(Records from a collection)
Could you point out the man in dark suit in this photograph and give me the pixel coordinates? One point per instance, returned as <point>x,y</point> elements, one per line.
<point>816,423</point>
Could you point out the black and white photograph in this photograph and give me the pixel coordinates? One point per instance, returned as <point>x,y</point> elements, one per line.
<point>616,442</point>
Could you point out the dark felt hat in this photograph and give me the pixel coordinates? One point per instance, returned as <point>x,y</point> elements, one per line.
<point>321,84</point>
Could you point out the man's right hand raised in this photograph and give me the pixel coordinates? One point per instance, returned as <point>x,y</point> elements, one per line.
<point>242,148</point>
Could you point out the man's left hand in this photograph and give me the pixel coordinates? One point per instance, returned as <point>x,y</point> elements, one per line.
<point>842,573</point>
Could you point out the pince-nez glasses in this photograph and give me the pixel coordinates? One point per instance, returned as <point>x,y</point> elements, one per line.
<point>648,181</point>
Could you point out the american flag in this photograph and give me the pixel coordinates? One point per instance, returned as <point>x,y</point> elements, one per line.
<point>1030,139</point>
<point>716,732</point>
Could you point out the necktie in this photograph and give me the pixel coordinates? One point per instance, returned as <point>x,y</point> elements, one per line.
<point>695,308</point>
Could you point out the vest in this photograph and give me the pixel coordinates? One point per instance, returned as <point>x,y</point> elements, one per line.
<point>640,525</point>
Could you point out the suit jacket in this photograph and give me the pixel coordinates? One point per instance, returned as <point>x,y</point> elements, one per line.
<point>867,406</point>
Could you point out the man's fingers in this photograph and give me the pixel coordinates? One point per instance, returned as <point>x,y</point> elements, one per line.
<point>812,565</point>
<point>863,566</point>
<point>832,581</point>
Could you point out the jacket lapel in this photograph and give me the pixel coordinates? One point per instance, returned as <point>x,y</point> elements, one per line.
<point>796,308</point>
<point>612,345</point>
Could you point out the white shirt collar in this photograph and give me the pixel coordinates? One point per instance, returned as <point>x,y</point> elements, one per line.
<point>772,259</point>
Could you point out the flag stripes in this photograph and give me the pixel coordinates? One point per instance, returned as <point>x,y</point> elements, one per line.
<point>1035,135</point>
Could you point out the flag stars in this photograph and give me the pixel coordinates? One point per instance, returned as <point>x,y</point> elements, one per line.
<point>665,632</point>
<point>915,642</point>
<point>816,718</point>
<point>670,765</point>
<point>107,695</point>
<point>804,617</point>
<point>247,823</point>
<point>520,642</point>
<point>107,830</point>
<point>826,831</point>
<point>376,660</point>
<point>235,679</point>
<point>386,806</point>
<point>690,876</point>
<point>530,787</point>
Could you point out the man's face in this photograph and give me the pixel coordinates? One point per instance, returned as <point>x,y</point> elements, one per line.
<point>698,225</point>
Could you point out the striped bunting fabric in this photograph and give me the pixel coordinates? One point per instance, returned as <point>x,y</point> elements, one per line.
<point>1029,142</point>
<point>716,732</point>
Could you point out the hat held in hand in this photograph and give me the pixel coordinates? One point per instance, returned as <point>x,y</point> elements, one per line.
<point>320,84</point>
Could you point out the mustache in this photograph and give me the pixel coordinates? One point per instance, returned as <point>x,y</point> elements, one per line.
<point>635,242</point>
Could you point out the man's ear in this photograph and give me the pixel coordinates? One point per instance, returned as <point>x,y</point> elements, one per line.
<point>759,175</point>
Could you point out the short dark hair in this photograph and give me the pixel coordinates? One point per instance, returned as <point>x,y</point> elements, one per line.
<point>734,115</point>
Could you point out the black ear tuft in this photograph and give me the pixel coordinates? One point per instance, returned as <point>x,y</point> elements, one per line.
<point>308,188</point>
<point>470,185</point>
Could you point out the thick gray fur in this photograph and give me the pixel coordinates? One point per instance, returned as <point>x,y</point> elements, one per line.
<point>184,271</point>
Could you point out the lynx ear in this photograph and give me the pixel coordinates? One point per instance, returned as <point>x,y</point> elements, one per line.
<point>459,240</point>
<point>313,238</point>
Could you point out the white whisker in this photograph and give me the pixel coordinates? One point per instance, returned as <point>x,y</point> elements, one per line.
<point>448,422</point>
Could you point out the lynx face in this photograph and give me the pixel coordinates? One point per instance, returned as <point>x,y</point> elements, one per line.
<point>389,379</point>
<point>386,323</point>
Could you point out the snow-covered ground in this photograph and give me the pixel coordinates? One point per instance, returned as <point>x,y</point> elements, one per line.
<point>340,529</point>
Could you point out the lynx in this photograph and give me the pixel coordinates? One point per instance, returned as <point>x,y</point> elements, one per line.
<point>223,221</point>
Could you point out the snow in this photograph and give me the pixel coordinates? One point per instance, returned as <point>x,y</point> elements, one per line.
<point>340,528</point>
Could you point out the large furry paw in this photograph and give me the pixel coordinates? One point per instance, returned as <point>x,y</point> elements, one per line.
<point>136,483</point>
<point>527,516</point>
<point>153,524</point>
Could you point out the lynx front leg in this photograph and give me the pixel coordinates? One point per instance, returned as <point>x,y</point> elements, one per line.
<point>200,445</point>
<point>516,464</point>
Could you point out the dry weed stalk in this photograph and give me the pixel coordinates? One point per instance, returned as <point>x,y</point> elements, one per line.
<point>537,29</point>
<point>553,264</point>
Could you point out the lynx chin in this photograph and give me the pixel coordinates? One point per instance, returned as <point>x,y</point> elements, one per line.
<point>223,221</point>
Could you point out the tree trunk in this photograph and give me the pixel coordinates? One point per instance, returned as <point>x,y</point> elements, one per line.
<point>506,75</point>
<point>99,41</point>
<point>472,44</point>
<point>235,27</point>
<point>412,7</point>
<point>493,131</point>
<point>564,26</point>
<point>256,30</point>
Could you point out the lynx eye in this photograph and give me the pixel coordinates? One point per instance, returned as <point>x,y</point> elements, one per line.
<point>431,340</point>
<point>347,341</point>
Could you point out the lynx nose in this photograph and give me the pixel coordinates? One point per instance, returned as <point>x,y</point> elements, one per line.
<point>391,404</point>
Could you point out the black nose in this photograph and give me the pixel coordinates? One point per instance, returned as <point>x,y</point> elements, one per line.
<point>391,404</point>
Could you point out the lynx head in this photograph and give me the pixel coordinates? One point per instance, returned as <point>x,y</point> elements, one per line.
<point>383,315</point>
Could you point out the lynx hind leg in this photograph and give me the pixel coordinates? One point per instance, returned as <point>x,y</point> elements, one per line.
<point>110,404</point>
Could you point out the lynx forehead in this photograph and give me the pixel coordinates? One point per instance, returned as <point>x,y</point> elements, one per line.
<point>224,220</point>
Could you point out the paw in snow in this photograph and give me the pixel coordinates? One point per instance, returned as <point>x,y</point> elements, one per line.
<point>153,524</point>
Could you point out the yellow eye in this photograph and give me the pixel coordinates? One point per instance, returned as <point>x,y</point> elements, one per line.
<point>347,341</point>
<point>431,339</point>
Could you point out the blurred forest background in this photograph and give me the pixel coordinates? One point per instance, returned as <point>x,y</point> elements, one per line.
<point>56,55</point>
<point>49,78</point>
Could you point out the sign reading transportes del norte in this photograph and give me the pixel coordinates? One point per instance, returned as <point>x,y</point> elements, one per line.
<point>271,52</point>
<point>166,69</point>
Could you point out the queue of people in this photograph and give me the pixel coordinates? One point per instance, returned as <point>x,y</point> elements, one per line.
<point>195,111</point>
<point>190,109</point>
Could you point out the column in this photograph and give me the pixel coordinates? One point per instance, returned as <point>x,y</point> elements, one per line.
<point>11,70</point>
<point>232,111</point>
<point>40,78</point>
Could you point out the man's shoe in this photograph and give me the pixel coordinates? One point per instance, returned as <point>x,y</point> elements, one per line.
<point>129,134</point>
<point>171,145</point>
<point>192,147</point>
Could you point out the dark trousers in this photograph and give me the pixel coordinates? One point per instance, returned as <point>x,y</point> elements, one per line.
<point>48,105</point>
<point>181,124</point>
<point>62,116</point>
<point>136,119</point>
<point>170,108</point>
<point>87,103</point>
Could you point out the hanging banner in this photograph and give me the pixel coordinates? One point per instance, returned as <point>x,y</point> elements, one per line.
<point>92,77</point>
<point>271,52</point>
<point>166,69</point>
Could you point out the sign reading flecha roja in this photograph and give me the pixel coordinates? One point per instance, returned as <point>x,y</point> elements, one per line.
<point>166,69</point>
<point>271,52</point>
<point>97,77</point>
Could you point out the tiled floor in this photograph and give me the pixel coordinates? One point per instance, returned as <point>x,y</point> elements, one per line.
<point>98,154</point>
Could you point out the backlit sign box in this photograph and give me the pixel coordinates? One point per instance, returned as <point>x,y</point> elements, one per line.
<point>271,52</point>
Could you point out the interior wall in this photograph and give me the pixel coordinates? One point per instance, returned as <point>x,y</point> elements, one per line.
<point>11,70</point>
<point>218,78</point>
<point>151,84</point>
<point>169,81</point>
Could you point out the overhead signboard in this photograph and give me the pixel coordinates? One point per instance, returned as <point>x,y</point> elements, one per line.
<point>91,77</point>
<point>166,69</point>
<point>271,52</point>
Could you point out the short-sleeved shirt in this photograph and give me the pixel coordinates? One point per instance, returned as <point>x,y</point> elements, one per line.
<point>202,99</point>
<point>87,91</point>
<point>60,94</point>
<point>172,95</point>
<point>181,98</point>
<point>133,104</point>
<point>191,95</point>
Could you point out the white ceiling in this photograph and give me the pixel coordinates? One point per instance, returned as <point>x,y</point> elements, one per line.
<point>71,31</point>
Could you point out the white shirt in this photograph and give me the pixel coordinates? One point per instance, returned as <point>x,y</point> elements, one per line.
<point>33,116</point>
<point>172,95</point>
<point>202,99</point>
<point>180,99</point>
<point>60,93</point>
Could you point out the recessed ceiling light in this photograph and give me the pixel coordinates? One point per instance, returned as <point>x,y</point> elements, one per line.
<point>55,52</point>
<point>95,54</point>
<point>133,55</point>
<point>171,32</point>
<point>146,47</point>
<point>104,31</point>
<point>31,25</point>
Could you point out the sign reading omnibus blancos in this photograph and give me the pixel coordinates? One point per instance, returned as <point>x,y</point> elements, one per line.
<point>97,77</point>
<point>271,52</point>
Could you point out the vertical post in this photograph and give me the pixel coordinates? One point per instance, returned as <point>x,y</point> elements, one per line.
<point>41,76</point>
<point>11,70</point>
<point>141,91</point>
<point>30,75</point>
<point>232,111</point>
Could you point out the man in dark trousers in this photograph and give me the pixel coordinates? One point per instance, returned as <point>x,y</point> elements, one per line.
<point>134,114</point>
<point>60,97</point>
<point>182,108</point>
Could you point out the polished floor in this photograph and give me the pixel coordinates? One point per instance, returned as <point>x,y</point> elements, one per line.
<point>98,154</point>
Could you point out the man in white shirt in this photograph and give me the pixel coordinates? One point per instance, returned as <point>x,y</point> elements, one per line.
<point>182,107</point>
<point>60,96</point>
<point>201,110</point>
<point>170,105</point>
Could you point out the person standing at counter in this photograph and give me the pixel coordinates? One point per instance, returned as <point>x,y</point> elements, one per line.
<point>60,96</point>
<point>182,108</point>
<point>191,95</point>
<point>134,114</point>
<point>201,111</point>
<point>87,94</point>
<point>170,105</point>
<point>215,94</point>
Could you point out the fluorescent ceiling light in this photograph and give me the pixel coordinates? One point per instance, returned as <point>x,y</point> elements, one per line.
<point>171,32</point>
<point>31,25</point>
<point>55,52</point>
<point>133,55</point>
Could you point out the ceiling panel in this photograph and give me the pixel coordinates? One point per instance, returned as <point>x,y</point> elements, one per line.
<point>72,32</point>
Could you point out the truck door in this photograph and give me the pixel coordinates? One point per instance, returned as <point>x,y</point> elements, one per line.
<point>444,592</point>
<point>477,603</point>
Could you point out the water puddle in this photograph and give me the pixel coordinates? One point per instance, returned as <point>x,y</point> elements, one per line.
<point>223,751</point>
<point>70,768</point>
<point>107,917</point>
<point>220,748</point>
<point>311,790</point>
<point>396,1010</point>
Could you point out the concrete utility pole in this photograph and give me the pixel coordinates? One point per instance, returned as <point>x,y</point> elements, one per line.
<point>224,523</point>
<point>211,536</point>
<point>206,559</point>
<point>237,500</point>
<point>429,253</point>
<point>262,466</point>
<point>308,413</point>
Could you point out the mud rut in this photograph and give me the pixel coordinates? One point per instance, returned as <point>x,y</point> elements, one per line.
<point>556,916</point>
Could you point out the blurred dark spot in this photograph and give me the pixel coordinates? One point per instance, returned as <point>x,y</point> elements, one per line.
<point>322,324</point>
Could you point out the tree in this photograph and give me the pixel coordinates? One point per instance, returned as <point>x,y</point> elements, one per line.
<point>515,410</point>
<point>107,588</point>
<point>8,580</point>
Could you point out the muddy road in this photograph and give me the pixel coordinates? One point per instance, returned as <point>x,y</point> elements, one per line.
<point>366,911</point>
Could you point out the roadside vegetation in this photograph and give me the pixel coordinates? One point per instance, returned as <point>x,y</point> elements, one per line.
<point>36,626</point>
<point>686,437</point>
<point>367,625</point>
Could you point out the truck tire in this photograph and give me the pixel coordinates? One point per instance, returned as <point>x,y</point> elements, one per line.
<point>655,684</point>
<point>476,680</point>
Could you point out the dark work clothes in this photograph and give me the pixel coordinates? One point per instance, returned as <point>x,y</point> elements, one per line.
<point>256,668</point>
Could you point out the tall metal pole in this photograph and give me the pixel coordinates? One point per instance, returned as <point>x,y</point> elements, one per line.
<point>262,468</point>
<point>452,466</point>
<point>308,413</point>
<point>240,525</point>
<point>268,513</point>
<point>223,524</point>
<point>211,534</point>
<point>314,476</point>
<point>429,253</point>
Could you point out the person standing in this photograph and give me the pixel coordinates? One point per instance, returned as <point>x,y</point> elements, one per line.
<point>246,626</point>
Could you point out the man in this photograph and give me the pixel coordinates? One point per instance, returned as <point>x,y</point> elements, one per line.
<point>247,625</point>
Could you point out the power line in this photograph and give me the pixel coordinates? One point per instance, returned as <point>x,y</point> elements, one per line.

- What you will do -
Only the lines from the one containing "Could you point out the person standing in" through the end of the entries above belong in the answer; repeat them exactly.

- Solution for this problem -
Could you point out the person standing in this photograph and give me the pixel coordinates? One point per instance, returned as <point>x,y</point> elements, one per line.
<point>246,626</point>
Could you point out the man in this photograph and give me the pixel coordinates? One point per instance, returned as <point>x,y</point> elements, one per line.
<point>247,625</point>
Could you point out the power line in this photograph and give me the pixel coordinates? One point per instance, returned as <point>x,y</point> elements, one per line.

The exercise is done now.